(Data extracted from a collection)
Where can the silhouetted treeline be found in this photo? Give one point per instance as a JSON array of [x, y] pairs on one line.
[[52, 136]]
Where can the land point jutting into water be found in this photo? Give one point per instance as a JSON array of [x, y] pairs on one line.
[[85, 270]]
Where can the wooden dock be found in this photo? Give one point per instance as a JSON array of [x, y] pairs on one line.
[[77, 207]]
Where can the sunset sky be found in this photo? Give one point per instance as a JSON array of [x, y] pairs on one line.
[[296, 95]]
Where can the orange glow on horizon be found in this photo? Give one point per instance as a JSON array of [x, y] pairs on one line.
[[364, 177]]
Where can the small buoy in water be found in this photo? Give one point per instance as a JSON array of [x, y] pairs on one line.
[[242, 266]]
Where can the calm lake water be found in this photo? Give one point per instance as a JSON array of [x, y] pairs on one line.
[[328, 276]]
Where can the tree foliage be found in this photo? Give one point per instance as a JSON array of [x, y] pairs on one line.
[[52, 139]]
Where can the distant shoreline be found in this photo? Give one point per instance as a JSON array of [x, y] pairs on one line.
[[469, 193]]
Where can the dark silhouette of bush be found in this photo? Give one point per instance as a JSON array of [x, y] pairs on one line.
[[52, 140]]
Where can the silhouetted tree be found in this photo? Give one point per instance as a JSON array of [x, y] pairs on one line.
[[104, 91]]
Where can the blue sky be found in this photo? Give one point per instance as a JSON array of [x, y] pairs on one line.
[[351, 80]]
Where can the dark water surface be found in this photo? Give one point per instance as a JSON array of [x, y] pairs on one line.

» The task
Substitute "a single point for each instance" for "one point per instance" everywhere it occurs in the records above, and leave everything else unchanged.

» The solution
Where can the silhouetted treeline be found in this photo? Give a single point for each instance as a JSON array of [x, y] pairs on one line.
[[52, 136]]
Where can the land point jutting into water be found in this photo? Give a single point for each instance as a JSON array of [x, y] pairs on one line.
[[85, 270]]
Where can the wooden dock be found in this photo? Give a single point for each instance as a JSON array of [x, y] pairs on one line.
[[77, 207]]
Where can the sunset sky be found in this photo? Give a single point for each instance as a JSON array of [x, y] pairs on one line.
[[296, 95]]
Where can the orange glow on horizon be found in this photo? Give a single point for each instance as a JSON array of [x, y] pairs on one line.
[[364, 177]]
Where can the small buoy in water be found in this photo? Give a single point for each instance as a JSON array of [x, y] pairs on one line.
[[242, 266]]
Where can the calm lake water be found in this photo? Give a single point for each instance as a JSON array of [x, y] pairs on one line.
[[328, 276]]
Where can the tree foliage be found in this photo? Give a single point for each instance as a JSON array of [x, y] pairs on one line.
[[52, 139]]
Where can the distant shoreline be found in this photo? Give a single point for each instance as a JSON array of [x, y] pairs on one line.
[[469, 193]]
Where can the dark silhouette of bush be found in this photo? Give a single point for each instance as a JSON array of [x, y] pairs on one line.
[[52, 140]]
Where can the silhouetted tree be found in this photo? Give a single point for each instance as a JSON array of [x, y] pairs on one line.
[[104, 91]]
Where can the blue sky be found in this photo? Give a single point for each instance as a JSON array of [x, y] pairs on one line.
[[351, 80]]
Where can the dark water surface be found in this photo? Give a single point for each instance as a JSON array of [x, y] pairs on one line.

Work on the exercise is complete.